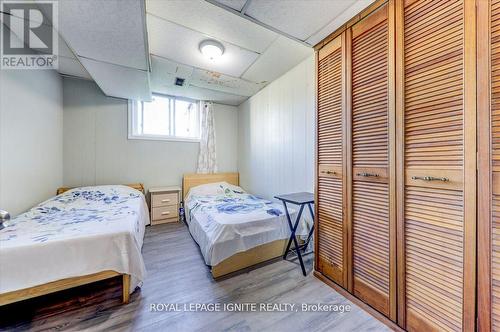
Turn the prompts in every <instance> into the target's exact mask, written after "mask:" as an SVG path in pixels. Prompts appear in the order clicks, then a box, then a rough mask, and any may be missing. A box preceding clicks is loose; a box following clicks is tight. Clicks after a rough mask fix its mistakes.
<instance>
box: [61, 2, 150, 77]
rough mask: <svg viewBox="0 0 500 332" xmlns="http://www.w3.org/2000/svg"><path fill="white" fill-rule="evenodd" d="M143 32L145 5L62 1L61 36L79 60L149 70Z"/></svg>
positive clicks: (146, 46) (114, 3)
mask: <svg viewBox="0 0 500 332" xmlns="http://www.w3.org/2000/svg"><path fill="white" fill-rule="evenodd" d="M144 29H145V24H144V5H143V2H142V1H137V0H85V1H59V33H60V34H61V35H62V37H63V38H64V40H66V41H67V42H68V44H69V45H70V46H71V48H72V49H73V50H74V51H75V52H76V54H77V55H79V56H84V57H86V58H91V59H95V60H98V61H104V62H109V63H114V64H118V65H122V66H126V67H130V68H136V69H141V70H148V69H149V68H148V60H147V46H146V45H147V43H146V37H145V36H146V33H145V30H144Z"/></svg>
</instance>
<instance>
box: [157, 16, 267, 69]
mask: <svg viewBox="0 0 500 332" xmlns="http://www.w3.org/2000/svg"><path fill="white" fill-rule="evenodd" d="M147 21H148V35H149V48H150V51H151V54H153V55H157V56H161V57H162V58H166V59H170V60H173V61H175V62H178V63H182V64H188V65H190V66H193V67H198V68H203V69H206V70H211V71H216V72H220V73H223V74H226V75H230V76H236V77H239V76H241V75H242V73H243V72H244V71H245V70H246V69H247V68H248V67H249V66H250V65H251V64H252V63H253V62H254V61H255V60H256V59H257V57H258V55H259V54H257V53H255V52H251V51H248V50H246V49H243V48H240V47H238V46H235V45H232V44H229V43H226V42H222V44H223V45H224V47H225V52H224V55H223V56H222V57H221V58H220V59H217V60H215V61H211V60H209V59H207V58H205V57H204V56H203V55H202V54H201V53H200V51H199V44H200V42H201V41H203V40H205V39H209V38H210V37H209V36H208V35H204V34H202V33H199V32H196V31H193V30H190V29H188V28H185V27H183V26H180V25H178V24H175V23H172V22H169V21H165V20H163V19H161V18H158V17H156V16H152V15H149V14H148V15H147Z"/></svg>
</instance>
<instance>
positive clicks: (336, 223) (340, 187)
mask: <svg viewBox="0 0 500 332" xmlns="http://www.w3.org/2000/svg"><path fill="white" fill-rule="evenodd" d="M342 39H343V37H342V36H339V37H337V38H336V39H335V40H333V41H331V42H330V43H329V44H328V45H327V46H325V47H324V48H323V49H322V50H321V51H320V52H318V59H317V61H318V72H317V79H318V100H317V102H318V114H317V121H318V127H317V128H318V129H317V134H318V137H317V142H318V146H317V162H318V169H317V175H318V177H317V191H316V192H317V197H316V202H317V203H316V216H317V219H318V226H317V228H316V230H317V231H316V239H317V240H316V253H317V255H316V269H317V270H318V271H320V272H321V273H322V274H323V275H325V276H327V277H329V278H330V279H331V280H333V281H335V282H336V283H338V284H339V285H342V286H343V285H344V282H345V280H346V274H347V269H346V260H347V256H346V253H345V248H346V244H345V241H346V234H345V232H346V228H345V222H344V220H345V219H344V203H345V196H344V195H345V190H344V189H345V179H344V178H343V176H342V174H344V161H345V158H344V153H345V149H344V140H343V132H344V112H343V108H344V107H343V104H344V101H343V98H344V92H343V90H344V83H343V70H344V68H343V67H344V61H343V58H344V53H343V47H342Z"/></svg>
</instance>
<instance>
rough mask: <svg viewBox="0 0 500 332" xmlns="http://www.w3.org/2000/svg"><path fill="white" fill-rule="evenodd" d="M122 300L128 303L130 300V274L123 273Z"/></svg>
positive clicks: (125, 302) (122, 301)
mask: <svg viewBox="0 0 500 332" xmlns="http://www.w3.org/2000/svg"><path fill="white" fill-rule="evenodd" d="M122 279H123V282H122V302H123V304H127V303H128V302H129V300H130V293H129V289H130V274H123V275H122Z"/></svg>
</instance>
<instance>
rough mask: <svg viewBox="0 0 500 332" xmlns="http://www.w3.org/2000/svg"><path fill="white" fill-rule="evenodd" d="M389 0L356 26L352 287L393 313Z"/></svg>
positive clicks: (355, 38)
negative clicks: (392, 284) (389, 88)
mask: <svg viewBox="0 0 500 332" xmlns="http://www.w3.org/2000/svg"><path fill="white" fill-rule="evenodd" d="M387 7H388V6H387V5H384V6H383V7H382V8H380V9H379V10H378V11H377V12H375V13H373V14H372V15H371V16H369V17H368V18H366V19H365V20H363V21H361V22H359V23H358V24H357V25H355V26H354V27H353V29H352V53H351V61H352V119H351V121H352V122H351V123H352V125H351V126H352V166H353V170H352V229H353V242H352V250H353V254H352V256H353V262H352V264H353V292H354V294H355V295H356V296H357V297H359V298H360V299H362V300H363V301H364V302H366V303H368V304H370V305H371V306H372V307H374V308H375V309H377V310H379V311H380V312H382V313H383V314H385V315H387V316H389V315H390V303H389V302H390V301H389V298H390V291H391V287H390V283H391V278H390V268H391V259H390V211H389V185H390V184H389V173H390V172H389V114H388V113H389V105H388V92H389V90H388V87H389V85H388V84H389V83H388V82H389V78H388V67H389V63H388V59H389V47H388V46H389V36H388V8H387Z"/></svg>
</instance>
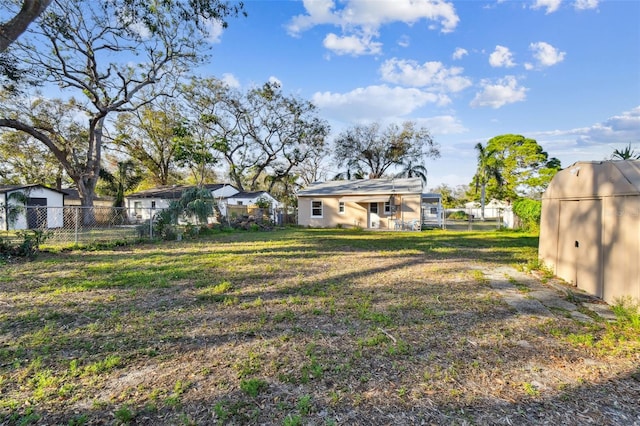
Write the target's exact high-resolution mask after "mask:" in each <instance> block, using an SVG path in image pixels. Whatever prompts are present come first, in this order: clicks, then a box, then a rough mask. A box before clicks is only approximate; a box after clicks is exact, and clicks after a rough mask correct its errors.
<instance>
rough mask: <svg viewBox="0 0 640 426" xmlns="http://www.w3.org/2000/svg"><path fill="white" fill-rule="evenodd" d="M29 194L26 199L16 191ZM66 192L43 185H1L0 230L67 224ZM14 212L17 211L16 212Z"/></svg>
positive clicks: (61, 226) (0, 188)
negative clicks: (64, 198) (24, 200)
mask: <svg viewBox="0 0 640 426" xmlns="http://www.w3.org/2000/svg"><path fill="white" fill-rule="evenodd" d="M15 193H21V194H23V195H24V196H26V201H27V202H26V203H22V202H21V201H18V200H17V199H16V198H15V196H12V194H15ZM63 206H64V193H63V192H61V191H58V190H56V189H52V188H48V187H46V186H43V185H4V186H0V230H3V231H7V230H14V229H50V228H60V227H62V226H63V225H64V219H63V213H64V212H63ZM12 212H13V213H12Z"/></svg>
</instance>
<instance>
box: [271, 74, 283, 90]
mask: <svg viewBox="0 0 640 426" xmlns="http://www.w3.org/2000/svg"><path fill="white" fill-rule="evenodd" d="M269 83H271V84H276V85H277V86H278V87H282V81H280V79H279V78H278V77H274V76H271V77H269Z"/></svg>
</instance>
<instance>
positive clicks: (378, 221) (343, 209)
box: [298, 178, 422, 229]
mask: <svg viewBox="0 0 640 426" xmlns="http://www.w3.org/2000/svg"><path fill="white" fill-rule="evenodd" d="M421 219H422V180H421V179H420V178H410V179H363V180H336V181H328V182H321V183H314V184H311V185H309V186H308V187H307V188H305V189H303V190H301V191H298V224H299V225H302V226H311V227H317V228H332V227H338V226H343V227H362V228H368V229H407V228H411V229H420V223H421Z"/></svg>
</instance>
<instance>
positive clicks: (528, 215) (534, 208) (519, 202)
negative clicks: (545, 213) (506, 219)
mask: <svg viewBox="0 0 640 426" xmlns="http://www.w3.org/2000/svg"><path fill="white" fill-rule="evenodd" d="M513 213H514V214H515V215H516V216H518V217H519V218H520V220H521V221H522V229H524V230H526V231H539V230H540V216H541V214H542V202H540V201H538V200H531V199H529V198H520V199H518V200H516V201H514V202H513Z"/></svg>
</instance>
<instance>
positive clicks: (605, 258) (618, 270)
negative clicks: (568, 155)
mask: <svg viewBox="0 0 640 426" xmlns="http://www.w3.org/2000/svg"><path fill="white" fill-rule="evenodd" d="M539 256H540V259H541V260H542V261H543V262H544V263H545V264H546V265H547V266H548V267H550V268H551V269H552V270H553V272H554V273H555V275H556V276H558V277H560V278H562V279H564V280H565V281H567V282H569V283H572V284H573V285H575V286H577V287H578V288H580V289H582V290H584V291H586V292H588V293H590V294H592V295H595V296H598V297H600V298H602V299H604V300H605V301H606V302H608V303H617V302H618V301H620V300H621V299H624V298H627V299H628V298H631V299H635V302H638V301H640V161H639V160H622V161H601V162H577V163H575V164H573V165H572V166H570V167H568V168H566V169H564V170H561V171H560V172H558V173H557V174H556V176H555V177H554V178H553V180H552V181H551V183H550V185H549V187H548V188H547V190H546V191H545V193H544V195H543V196H542V216H541V220H540V243H539Z"/></svg>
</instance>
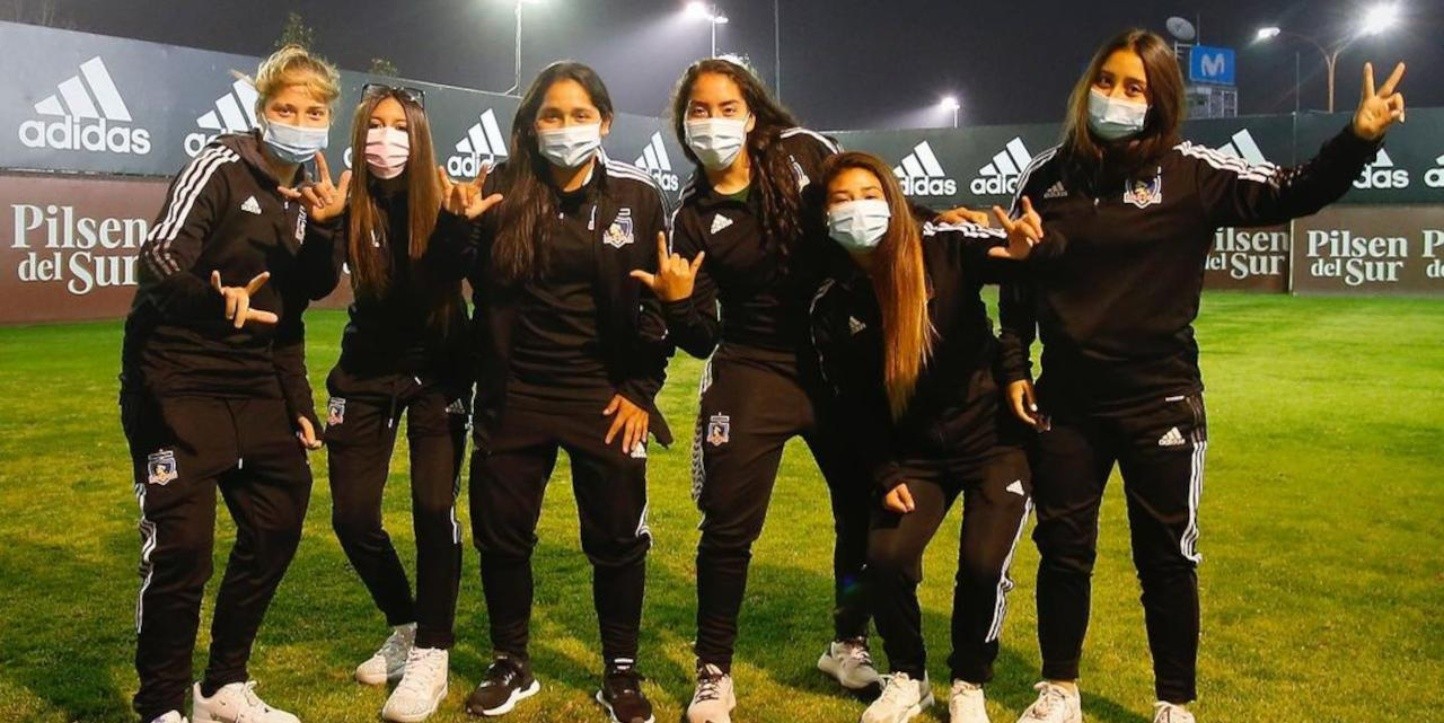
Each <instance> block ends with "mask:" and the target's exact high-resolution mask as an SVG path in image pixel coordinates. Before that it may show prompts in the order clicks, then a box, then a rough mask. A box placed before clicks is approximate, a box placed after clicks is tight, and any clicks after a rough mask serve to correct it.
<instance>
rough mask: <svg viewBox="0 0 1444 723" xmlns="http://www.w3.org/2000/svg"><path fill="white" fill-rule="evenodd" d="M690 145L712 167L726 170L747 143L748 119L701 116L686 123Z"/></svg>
mask: <svg viewBox="0 0 1444 723" xmlns="http://www.w3.org/2000/svg"><path fill="white" fill-rule="evenodd" d="M684 128H686V136H687V147H689V149H692V153H693V154H696V156H697V160H700V162H702V167H705V169H708V170H722V169H725V167H728V166H731V165H732V162H734V160H736V156H738V154H739V153H742V147H744V146H747V118H697V120H689V121H687V123H686V124H684Z"/></svg>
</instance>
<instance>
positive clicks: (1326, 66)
mask: <svg viewBox="0 0 1444 723" xmlns="http://www.w3.org/2000/svg"><path fill="white" fill-rule="evenodd" d="M1398 22H1399V6H1398V4H1393V3H1382V4H1376V6H1373V7H1370V9H1369V10H1367V12H1366V13H1365V14H1363V17H1362V19H1360V20H1359V30H1357V32H1354V33H1349V35H1347V36H1344V39H1343V40H1340V42H1339V43H1337V45H1334V46H1333V49H1330V48H1324V43H1321V42H1318V40H1317V39H1314V38H1310V36H1307V35H1302V33H1295V32H1292V30H1285V29H1282V27H1278V26H1268V27H1259V30H1258V35H1256V36H1255V39H1256V40H1269V39H1274V38H1278V36H1281V35H1287V36H1289V38H1297V39H1300V40H1304V42H1307V43H1308V45H1313V46H1314V48H1317V49H1318V53H1320V55H1323V56H1324V68H1327V69H1328V113H1334V78H1336V74H1334V71H1336V69H1337V66H1339V53H1341V52H1344V49H1346V48H1349V46H1350V45H1353V42H1354V40H1357V39H1360V38H1365V36H1369V35H1379V33H1382V32H1385V30H1388V29H1391V27H1393V26H1395V25H1398ZM1294 92H1295V95H1297V94H1298V89H1297V81H1295V89H1294Z"/></svg>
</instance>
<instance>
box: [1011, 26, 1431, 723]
mask: <svg viewBox="0 0 1444 723" xmlns="http://www.w3.org/2000/svg"><path fill="white" fill-rule="evenodd" d="M1402 75H1404V66H1402V65H1399V66H1398V68H1396V69H1395V71H1393V74H1392V75H1391V76H1389V79H1388V81H1386V82H1385V84H1383V85H1382V87H1379V89H1378V91H1376V89H1375V85H1373V71H1372V68H1370V66H1369V65H1366V66H1365V87H1363V98H1362V100H1360V102H1359V110H1357V111H1356V114H1354V118H1353V123H1350V124H1349V127H1346V128H1343V130H1341V131H1340V133H1339V136H1336V137H1334V139H1333V140H1330V141H1328V143H1327V144H1326V146H1324V147H1323V150H1320V153H1318V156H1315V157H1314V159H1313V160H1310V162H1307V163H1304V165H1302V166H1298V167H1292V169H1285V167H1278V166H1274V165H1272V163H1262V165H1256V166H1251V165H1248V163H1246V162H1243V160H1239V159H1236V157H1230V156H1225V154H1222V153H1219V152H1214V150H1210V149H1206V147H1201V146H1196V144H1193V143H1180V140H1178V127H1180V121H1181V120H1183V110H1184V101H1183V78H1181V76H1180V72H1178V62H1177V59H1175V58H1174V53H1173V48H1171V46H1170V45H1168V43H1167V42H1165V40H1162V39H1161V38H1158V36H1157V35H1152V33H1148V32H1144V30H1129V32H1125V33H1122V35H1119V36H1118V38H1113V39H1112V40H1109V42H1108V43H1105V45H1103V48H1102V49H1099V52H1097V55H1095V58H1093V62H1092V63H1090V65H1089V68H1087V71H1086V72H1084V74H1083V76H1082V78H1079V82H1077V85H1076V87H1074V91H1073V97H1071V101H1070V104H1069V117H1067V123H1066V128H1064V134H1063V144H1061V146H1058V147H1057V149H1053V150H1048V152H1044V153H1043V154H1041V156H1038V157H1037V159H1034V162H1032V163H1031V165H1030V166H1028V169H1027V170H1025V172H1024V175H1022V178H1021V180H1019V183H1018V196H1019V198H1022V199H1028V198H1031V201H1032V203H1035V205H1037V209H1038V212H1040V214H1041V215H1043V221H1044V227H1045V231H1047V234H1048V242H1047V244H1044V245H1043V247H1040V248H1038V253H1035V254H1034V255H1032V258H1031V260H1030V261H1028V267H1030V271H1031V280H1030V283H1027V284H1018V286H1014V287H1005V289H1004V293H1002V296H1001V307H999V320H1001V322H1002V333H1001V339H1002V342H1004V346H1005V355H1004V359H1005V364H1004V369H1005V380H1006V381H1008V382H1009V384H1008V395H1009V406H1011V407H1012V410H1014V413H1015V414H1017V416H1018V417H1019V419H1022V420H1025V421H1030V423H1031V424H1034V426H1035V427H1037V429H1038V430H1040V434H1038V437H1037V447H1035V450H1034V455H1032V459H1031V460H1032V472H1034V502H1035V504H1037V517H1038V525H1037V530H1035V531H1034V540H1035V541H1037V544H1038V550H1040V553H1041V561H1040V566H1038V639H1040V644H1041V648H1043V677H1044V678H1045V680H1044V683H1040V684H1038V685H1037V688H1038V693H1040V694H1038V700H1037V701H1035V703H1034V704H1032V706H1031V707H1030V709H1028V710H1027V713H1025V714H1024V716H1022V720H1024V722H1051V723H1076V722H1079V720H1082V711H1080V706H1079V693H1077V677H1079V658H1080V657H1082V651H1083V635H1084V631H1086V629H1087V618H1089V577H1090V573H1092V569H1093V560H1095V557H1096V550H1097V517H1099V505H1100V502H1102V496H1103V486H1105V483H1106V481H1108V478H1109V475H1110V472H1112V469H1113V465H1115V463H1118V466H1119V468H1121V472H1122V476H1123V492H1125V496H1126V499H1128V517H1129V534H1131V537H1132V548H1134V564H1135V566H1136V567H1138V577H1139V582H1141V583H1142V590H1144V595H1142V602H1144V612H1145V623H1147V626H1148V644H1149V649H1151V652H1152V657H1154V680H1155V694H1157V704H1155V707H1154V720H1155V722H1157V723H1188V722H1193V720H1194V719H1193V714H1191V713H1190V711H1188V710H1187V707H1186V704H1187V703H1190V701H1191V700H1194V697H1196V693H1197V690H1196V678H1197V670H1196V662H1197V651H1199V579H1197V571H1196V567H1197V563H1199V560H1200V556H1199V553H1197V547H1196V545H1197V540H1199V499H1200V495H1201V492H1203V459H1204V450H1206V447H1207V424H1206V420H1204V407H1203V397H1201V393H1203V381H1201V377H1200V374H1199V346H1197V343H1196V342H1194V336H1193V319H1194V317H1196V316H1197V313H1199V300H1200V293H1201V286H1203V264H1204V260H1206V257H1207V253H1209V247H1210V245H1212V242H1213V235H1214V231H1216V229H1217V228H1220V227H1227V225H1245V227H1248V225H1269V224H1281V222H1285V221H1288V219H1291V218H1298V216H1302V215H1308V214H1314V212H1317V211H1318V209H1320V208H1323V206H1324V205H1327V203H1330V202H1333V201H1334V199H1337V198H1339V196H1341V195H1343V193H1344V192H1346V190H1349V185H1350V182H1352V180H1353V179H1354V178H1357V176H1359V173H1360V170H1362V169H1363V166H1365V165H1366V163H1367V162H1369V159H1372V157H1373V154H1375V152H1376V149H1378V147H1379V144H1380V141H1382V139H1383V134H1385V131H1386V130H1388V127H1389V126H1391V124H1392V123H1395V121H1402V120H1404V97H1402V95H1399V94H1396V92H1395V88H1396V85H1398V82H1399V79H1401V78H1402ZM1035 330H1040V332H1041V339H1043V348H1044V351H1043V372H1041V377H1040V380H1038V388H1037V397H1034V390H1032V385H1031V382H1030V381H1028V380H1030V362H1028V345H1030V343H1031V341H1032V338H1034V332H1035ZM1050 423H1051V426H1050ZM1304 717H1317V716H1304Z"/></svg>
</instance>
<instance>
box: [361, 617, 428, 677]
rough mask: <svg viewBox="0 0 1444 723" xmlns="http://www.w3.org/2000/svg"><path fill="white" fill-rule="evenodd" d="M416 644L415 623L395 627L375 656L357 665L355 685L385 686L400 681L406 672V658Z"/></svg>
mask: <svg viewBox="0 0 1444 723" xmlns="http://www.w3.org/2000/svg"><path fill="white" fill-rule="evenodd" d="M414 644H416V623H407V625H397V626H396V628H393V629H391V635H390V636H387V638H386V642H383V644H381V648H380V649H377V651H375V655H371V657H370V658H367V661H365V662H362V664H361V665H357V683H364V684H367V685H386V684H387V683H391V681H397V680H401V672H404V671H406V657H407V655H409V654H410V652H412V645H414Z"/></svg>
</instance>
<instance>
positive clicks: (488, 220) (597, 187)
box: [442, 62, 671, 723]
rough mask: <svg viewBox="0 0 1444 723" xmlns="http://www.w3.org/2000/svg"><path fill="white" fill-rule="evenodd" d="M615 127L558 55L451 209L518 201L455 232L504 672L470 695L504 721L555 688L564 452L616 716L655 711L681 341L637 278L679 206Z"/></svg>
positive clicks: (463, 208)
mask: <svg viewBox="0 0 1444 723" xmlns="http://www.w3.org/2000/svg"><path fill="white" fill-rule="evenodd" d="M611 123H612V102H611V97H609V95H608V92H606V87H605V85H604V84H602V81H601V78H598V76H596V74H595V72H593V71H592V69H591V68H588V66H585V65H582V63H576V62H557V63H553V65H550V66H547V68H546V69H544V71H541V74H540V75H539V76H537V79H536V81H534V82H533V84H531V87H530V88H529V89H527V92H526V95H524V97H523V98H521V105H520V108H517V115H516V120H514V121H513V126H511V146H510V159H508V160H507V162H505V163H503V165H500V166H498V167H497V170H495V172H494V173H491V175H490V176H488V178H487V179H485V182H484V183H475V185H461V186H455V188H453V189H452V193H451V195H452V196H453V198H451V199H449V201H448V208H449V209H451V211H453V212H455V211H461V212H465V215H468V216H474V215H477V214H475V209H466V208H465V206H466V205H468V203H466V202H465V201H464V202H459V203H458V202H456V196H458V195H461V196H468V195H469V196H472V202H475V199H478V198H488V199H490V198H495V195H497V193H501V195H503V198H504V201H501V203H500V205H498V206H497V209H495V211H494V212H490V214H487V215H484V216H481V222H479V225H478V227H477V228H475V231H477V234H475V237H468V235H466V234H465V232H461V234H452V235H451V238H452V241H451V245H452V248H453V251H455V253H456V254H458V260H456V263H455V267H456V268H458V270H464V271H466V273H468V276H469V280H471V286H472V300H474V303H475V329H474V333H475V338H477V342H478V343H477V364H478V367H477V414H475V431H474V433H475V446H477V449H475V452H474V455H472V460H471V488H469V494H471V517H472V537H474V540H475V544H477V548H478V550H479V551H481V580H482V587H484V592H485V596H487V615H488V622H490V625H491V629H490V632H491V647H492V662H491V667H490V668H488V670H487V674H485V680H482V683H481V684H479V685H478V687H477V690H475V691H474V693H472V694H471V697H469V698H468V700H466V709H468V710H469V711H472V713H475V714H482V716H500V714H503V713H507V711H510V710H511V709H513V707H514V706H516V704H517V703H518V701H520V700H523V698H526V697H530V696H533V694H536V693H537V690H539V688H540V684H539V683H537V678H536V677H534V675H533V671H531V661H530V657H529V642H530V621H531V597H533V580H531V550H533V548H534V547H536V543H537V540H536V525H537V518H539V515H540V514H541V496H543V492H544V491H546V485H547V479H549V478H550V476H552V469H553V466H554V463H556V457H557V452H559V450H566V453H567V456H569V457H570V462H572V488H573V491H575V494H576V504H578V508H579V512H580V524H582V533H580V535H582V548H583V551H585V553H586V556H588V558H589V560H591V561H592V569H593V579H592V580H593V582H592V584H593V587H592V593H593V596H592V599H593V603H595V608H596V618H598V623H599V628H601V658H602V665H604V668H605V674H604V678H602V685H601V690H599V691H598V694H596V700H598V701H601V703H602V704H604V706H605V707H606V710H608V711H609V713H611V716H612V719H614V720H619V722H628V723H631V722H637V720H644V722H650V720H651V719H653V713H651V703H648V701H647V697H645V696H644V694H643V690H641V675H640V672H638V670H637V652H638V651H637V644H638V632H640V625H641V603H643V589H644V584H645V561H647V550H648V547H650V545H651V533H650V531H648V528H647V436H648V434H654V436H656V437H657V440H658V442H660V443H663V444H669V443H670V442H671V437H670V433H669V431H667V426H666V423H664V421H663V419H661V414H658V413H657V407H656V404H654V397H656V394H657V391H658V390H660V388H661V382H663V378H664V372H666V364H667V354H669V346H667V343H666V339H664V338H666V330H664V328H663V323H661V313H660V310H658V309H657V302H656V299H654V297H653V296H651V293H650V292H647V290H645V289H643V286H641V284H640V283H637V281H635V280H632V279H631V277H630V276H628V273H630V271H631V270H632V268H637V267H640V266H647V267H651V264H653V263H654V260H656V244H657V240H658V237H663V238H664V229H666V214H664V211H663V201H661V192H660V189H658V188H657V185H656V182H654V180H653V179H651V176H650V175H647V173H645V172H643V170H640V169H637V167H634V166H628V165H624V163H618V162H614V160H609V159H608V157H606V156H605V154H604V153H602V150H601V144H602V137H605V136H606V133H608V131H609V130H611ZM478 186H481V189H478ZM482 189H484V192H479V190H482ZM456 221H458V216H456V215H448V216H446V218H443V221H442V222H443V224H448V225H455V224H456ZM458 240H459V242H458Z"/></svg>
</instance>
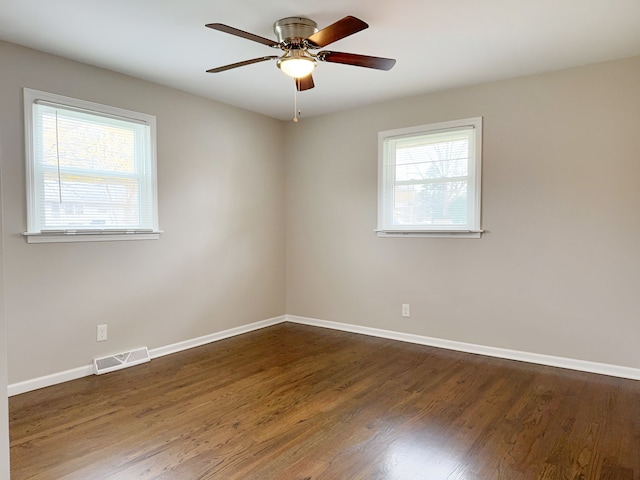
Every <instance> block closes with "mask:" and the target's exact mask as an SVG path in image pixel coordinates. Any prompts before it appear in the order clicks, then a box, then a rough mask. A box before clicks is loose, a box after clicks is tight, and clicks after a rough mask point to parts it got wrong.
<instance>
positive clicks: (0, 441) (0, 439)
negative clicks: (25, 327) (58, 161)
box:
——————————
Gather every line in the material above that contains the string "after".

Turn the prompts in every <instance> into the target's exact mask, written after "mask:" as an SVG path in pixels. Prompts appear in the order clicks, then a box, then a rough mask, and any may be missing. A box preceding clicks is loose; a box following clicks is tight. Clicks after a rough mask fix its mistakes.
Write the target's exact high-resolution mask after "mask:" in each <instance> block, using an SVG path in image pixels. Whatever prompts are present come first, in this order: clicks, then a box, then a rough mask. A box before clicks is only approximate; a box after clicks is exact, and clicks after a rough mask correct its errors.
Each <instance> block ends with "mask:" and the target's exact high-resolution mask as an SVG path in image pixel coordinates. Before that it may show prompts in the order clicks, then a box, then a rough mask. A box placed before clicks is approximate, a box placed after clicks is tight, and any clicks after a rough mask serve to correct it.
Every <instance> block closes with "mask:" and the target's exact mask as an SVG path in image pixel coordinates. Any prompts before it appear in the order clicks, then a box, then a rough mask. A box before clicks is loose, a box after clicks is tight, and clicks after a rough mask point to parts it got wrong.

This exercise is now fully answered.